Task to carry out:
Give back each entry verbatim.

Dataset excerpts
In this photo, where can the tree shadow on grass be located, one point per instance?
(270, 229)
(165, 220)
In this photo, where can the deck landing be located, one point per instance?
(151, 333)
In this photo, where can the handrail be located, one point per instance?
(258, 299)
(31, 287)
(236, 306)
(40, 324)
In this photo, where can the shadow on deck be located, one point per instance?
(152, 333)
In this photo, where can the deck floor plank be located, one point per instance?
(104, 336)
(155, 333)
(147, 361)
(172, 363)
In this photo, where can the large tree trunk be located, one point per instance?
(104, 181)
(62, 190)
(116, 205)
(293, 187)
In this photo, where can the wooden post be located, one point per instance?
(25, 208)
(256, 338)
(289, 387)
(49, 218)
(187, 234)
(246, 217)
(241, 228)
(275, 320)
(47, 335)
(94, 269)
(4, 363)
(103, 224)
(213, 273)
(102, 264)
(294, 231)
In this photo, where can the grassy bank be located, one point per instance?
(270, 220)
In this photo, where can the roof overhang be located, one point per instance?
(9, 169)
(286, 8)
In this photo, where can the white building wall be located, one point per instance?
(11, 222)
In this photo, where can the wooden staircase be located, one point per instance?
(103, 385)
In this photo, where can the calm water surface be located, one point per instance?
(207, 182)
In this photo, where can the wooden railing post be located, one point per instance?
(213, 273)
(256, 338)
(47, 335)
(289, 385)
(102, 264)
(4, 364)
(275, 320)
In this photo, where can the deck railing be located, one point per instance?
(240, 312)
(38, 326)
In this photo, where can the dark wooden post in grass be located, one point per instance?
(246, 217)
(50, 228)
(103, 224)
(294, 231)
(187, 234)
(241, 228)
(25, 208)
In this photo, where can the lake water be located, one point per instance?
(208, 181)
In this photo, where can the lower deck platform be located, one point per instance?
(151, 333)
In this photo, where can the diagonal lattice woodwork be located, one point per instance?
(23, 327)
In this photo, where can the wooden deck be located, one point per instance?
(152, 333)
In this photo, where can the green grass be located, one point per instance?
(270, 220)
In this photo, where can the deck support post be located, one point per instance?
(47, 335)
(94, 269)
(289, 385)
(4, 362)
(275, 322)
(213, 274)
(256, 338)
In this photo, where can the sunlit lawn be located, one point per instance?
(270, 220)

Output of the exercise:
In this photo, where can the tree shadow on grass be located, one point per instance?
(270, 229)
(165, 220)
In this photo, where can the deck landing be located, one point per instance?
(151, 333)
In this photo, where can the handrail be located, one point per instance?
(258, 299)
(31, 287)
(236, 306)
(40, 324)
In this photo, where can the shadow on deck be located, one point per instance?
(152, 333)
In this photo, where can the deck floor plank be located, one point per instance?
(104, 336)
(155, 333)
(147, 361)
(172, 363)
In this photo, where can the large tree trunk be located, one point per instance?
(104, 181)
(62, 190)
(116, 205)
(293, 187)
In this photo, where can the wooden post be located, one point per instance?
(25, 208)
(256, 338)
(289, 387)
(49, 218)
(187, 234)
(246, 217)
(241, 228)
(275, 320)
(47, 335)
(94, 269)
(4, 363)
(103, 224)
(213, 273)
(102, 264)
(294, 231)
In this photo, where can the grassy bank be located, one point per instance?
(270, 220)
In this photo, where can the roof overhang be located, one point per instance?
(9, 169)
(286, 8)
In this photo, where can the white building wall be located, one point per instance?
(11, 222)
In this photo, where can the wooden staircase be located, one point per instance?
(103, 385)
In this photo, where can the calm water surface be located, one point per instance?
(207, 182)
In this photo, where can the wooden railing post be located, one point per instance?
(213, 273)
(256, 338)
(47, 335)
(289, 385)
(102, 264)
(4, 364)
(275, 320)
In this photo, where can the deck railing be located, one point per instance?
(240, 312)
(38, 326)
In this photo, where can the dark wooden post in grass be located, one point per instance?
(246, 217)
(50, 228)
(103, 224)
(294, 231)
(187, 234)
(241, 228)
(25, 208)
In this photo, where can the lake water be located, one point per instance?
(208, 181)
In this photo, where can the lower deck platform be located, one point per instance?
(151, 333)
In this photo, where can the diagonal lattice woodwork be located, one point per instance?
(23, 327)
In this photo, where can the wooden deck be located, one point per instance?
(152, 333)
In this photo, where can the green grass be located, one point per instance?
(270, 220)
In this photo, where can the deck support post be located, one point per instance?
(47, 335)
(94, 269)
(289, 385)
(4, 362)
(275, 322)
(213, 274)
(256, 338)
In this photo, where can the sunlit lawn be located, one point per instance?
(270, 220)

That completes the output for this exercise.